=== Section Start ===

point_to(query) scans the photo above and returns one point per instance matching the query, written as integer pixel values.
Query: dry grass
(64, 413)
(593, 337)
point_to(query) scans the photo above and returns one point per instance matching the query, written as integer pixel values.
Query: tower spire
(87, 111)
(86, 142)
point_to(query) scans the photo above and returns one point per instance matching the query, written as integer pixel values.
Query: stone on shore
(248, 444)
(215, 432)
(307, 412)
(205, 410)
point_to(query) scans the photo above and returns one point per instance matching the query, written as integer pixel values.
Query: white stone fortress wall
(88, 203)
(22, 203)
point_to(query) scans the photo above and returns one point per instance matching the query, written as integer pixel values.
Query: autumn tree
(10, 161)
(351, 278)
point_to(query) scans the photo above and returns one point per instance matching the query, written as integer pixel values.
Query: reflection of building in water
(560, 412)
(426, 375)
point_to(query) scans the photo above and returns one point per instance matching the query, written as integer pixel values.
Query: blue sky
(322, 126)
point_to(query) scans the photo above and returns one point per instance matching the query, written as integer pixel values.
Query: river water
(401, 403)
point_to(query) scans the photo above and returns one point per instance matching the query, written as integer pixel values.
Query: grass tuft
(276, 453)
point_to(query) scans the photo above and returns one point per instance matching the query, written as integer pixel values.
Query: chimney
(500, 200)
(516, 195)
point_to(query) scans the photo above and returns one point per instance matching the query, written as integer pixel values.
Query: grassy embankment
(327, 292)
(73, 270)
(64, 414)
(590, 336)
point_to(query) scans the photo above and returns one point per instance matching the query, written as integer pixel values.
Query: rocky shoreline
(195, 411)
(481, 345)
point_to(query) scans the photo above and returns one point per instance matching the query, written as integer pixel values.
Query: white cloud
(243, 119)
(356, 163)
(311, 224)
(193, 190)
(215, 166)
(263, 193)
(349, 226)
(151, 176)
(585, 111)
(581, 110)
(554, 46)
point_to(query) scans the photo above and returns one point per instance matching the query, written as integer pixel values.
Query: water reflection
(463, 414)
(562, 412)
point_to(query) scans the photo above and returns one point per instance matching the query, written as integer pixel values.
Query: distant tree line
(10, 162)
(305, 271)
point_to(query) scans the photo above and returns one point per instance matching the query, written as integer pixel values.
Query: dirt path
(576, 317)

=== Section End ===

- INSTRUCTIONS TO FOLLOW -
Set the entries above down again, each one exactly as written.

- SOLUTION TO THE EXERCISE -
point_to(query) scans the photo above and returns one point per instance matching the query, written as integer pixel values.
Query: dry grass
(64, 413)
(593, 337)
point_to(query) scans the photo above and returns one point per instance matching the query, written as integer pixel values.
Query: tower spire
(87, 111)
(86, 142)
point_to(query) scans the photo above and returns one point per instance matching the query, written as integer pixel values.
Query: stone on shore
(248, 444)
(215, 432)
(307, 412)
(205, 410)
point_to(query) scans the photo above and returns one point per instance matching the query, written as integer pixel values.
Query: white stone fortress wall
(88, 203)
(22, 203)
point_to(query) scans the photo above and returns one point per instance matching the query, written as integer pixel values.
Query: autumn tree
(10, 161)
(351, 278)
point_to(query) scans the photo above and returns one point per instance matching the query, written as integer pixel values.
Query: reflection of building in water
(560, 412)
(426, 375)
point_to(query) scans the photo above and returns one point per instance matching the query, written as integer pixel values.
Query: blue sky
(322, 126)
point_to(query) scans the photo above and returns one point per instance matching the query, written as integer pixel values.
Query: river water
(401, 403)
point_to(query) scans the photo above and returns one point per instance matching the query, written as integer pixel values.
Query: grass tuft
(276, 453)
point_to(query) scans the photo above and returns one point per instance matching the query, written as integer pixel values.
Query: chimney
(500, 200)
(516, 195)
point_to(query) scans the photo above and returns one point per instance matching the query, written as integer pixel values.
Query: grassy embankment
(327, 292)
(73, 270)
(64, 414)
(590, 336)
point_to(query) scans the photo above and returns one point per instance matching the query, written as integer pixel values.
Query: rocky shoreline
(195, 411)
(481, 345)
point_to(query) scans the photo above and returns one point per instance matching the query, written as integer pixel values.
Query: white cloud
(243, 119)
(356, 163)
(311, 224)
(193, 190)
(215, 166)
(263, 193)
(349, 226)
(151, 176)
(585, 111)
(581, 110)
(554, 46)
point_to(query) scans the photo above and returns one point per instance matching the query, written as integer pixel values.
Query: water reflection
(463, 414)
(562, 412)
point_to(query) scans the photo above and returns one point per instance matching the query, written as integer pixel values.
Query: distant tree line
(10, 162)
(305, 271)
point_to(query) scans the photo above and returns one point per instance matching the query, written as integer pixel values.
Query: dirt path
(576, 317)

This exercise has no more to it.